Entries shown:
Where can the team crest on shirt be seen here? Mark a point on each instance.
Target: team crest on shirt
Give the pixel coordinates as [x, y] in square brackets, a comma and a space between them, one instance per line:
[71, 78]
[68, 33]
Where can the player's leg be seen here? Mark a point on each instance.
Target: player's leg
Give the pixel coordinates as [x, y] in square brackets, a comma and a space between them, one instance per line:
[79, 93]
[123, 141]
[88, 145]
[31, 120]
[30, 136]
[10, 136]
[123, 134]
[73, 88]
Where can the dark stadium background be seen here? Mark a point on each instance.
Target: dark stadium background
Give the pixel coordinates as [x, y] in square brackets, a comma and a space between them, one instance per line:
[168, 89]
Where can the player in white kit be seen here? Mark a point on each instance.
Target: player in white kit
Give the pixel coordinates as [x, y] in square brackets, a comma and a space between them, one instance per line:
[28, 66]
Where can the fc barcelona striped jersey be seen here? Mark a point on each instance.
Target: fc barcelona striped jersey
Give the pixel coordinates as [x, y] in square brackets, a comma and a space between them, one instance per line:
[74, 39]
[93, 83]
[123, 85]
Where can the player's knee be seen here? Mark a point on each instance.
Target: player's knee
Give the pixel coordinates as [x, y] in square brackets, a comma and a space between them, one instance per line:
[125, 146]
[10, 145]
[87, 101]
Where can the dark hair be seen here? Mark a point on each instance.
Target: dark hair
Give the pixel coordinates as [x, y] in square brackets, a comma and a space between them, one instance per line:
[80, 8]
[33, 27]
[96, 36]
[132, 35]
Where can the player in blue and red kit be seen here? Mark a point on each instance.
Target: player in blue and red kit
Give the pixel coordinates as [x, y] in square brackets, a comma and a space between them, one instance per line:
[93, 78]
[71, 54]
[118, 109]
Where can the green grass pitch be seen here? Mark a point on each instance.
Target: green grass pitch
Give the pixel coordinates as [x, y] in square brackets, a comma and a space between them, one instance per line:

What you need to do:
Extract all the material, leaving every line as it is.

Result of this exercise:
Where can the team crest on shirt be seen here? Mark a point on each instance.
Target: team crest on shirt
Give the pixel coordinates as [x, y] in square brackets, a comma and a space between them, one instance per line:
[71, 78]
[68, 33]
Where can the player's leg be seen here? Mark a point on each instance.
Target: player's leg
Give the pixel coordinates as [x, y] in square brackets, a comma and a space between them, one instance per line:
[79, 93]
[123, 141]
[88, 145]
[31, 120]
[30, 136]
[10, 136]
[123, 134]
[73, 88]
Where can the dark stadium background be seen here? Mark a point on each instance.
Target: dark stadium background
Give the pixel coordinates as [x, y] in square brackets, a comma and a space between them, one instance per line:
[168, 89]
Where can the player in white kit be seen here? Mark a point on each instance.
Target: player in white kit
Give the pixel coordinates as [x, y] in square brackets, a comma and a space between them, one instance per line:
[28, 66]
Where can the fc barcelona striped jersey be seen here? Mark a point on each instance.
Target: fc barcelona striped jersey
Give the pixel coordinates as [x, y] in square brackets, a comma and a space between them, one instance per line:
[74, 39]
[93, 83]
[123, 85]
Where can the player's knee be seen here? Mark a point on each instance.
Target: player's knee
Give the pixel coordinates as [x, y] in square brackets, a comma and a space between them, one instance per line:
[125, 146]
[10, 145]
[87, 101]
Where can the dark hair be seen here? Mark a point on each instance.
Target: dark hair
Give the pixel coordinates as [x, y] in square brackets, a comma and a space between them, one instance per line:
[80, 8]
[33, 27]
[96, 36]
[132, 35]
Where can the player in blue and red kit be seen here? Mark a point on each instance.
Target: player in blue and red kit
Give the pixel coordinates as [x, y] in square brackets, a comma and a space between them, one instance per line:
[93, 78]
[71, 54]
[118, 109]
Where can the green grass pitch be seen here? Mark a point on each instance.
Target: green grass pitch
Give the pixel coordinates as [x, y] in square brackets, a comma and a space between them, one instance per line:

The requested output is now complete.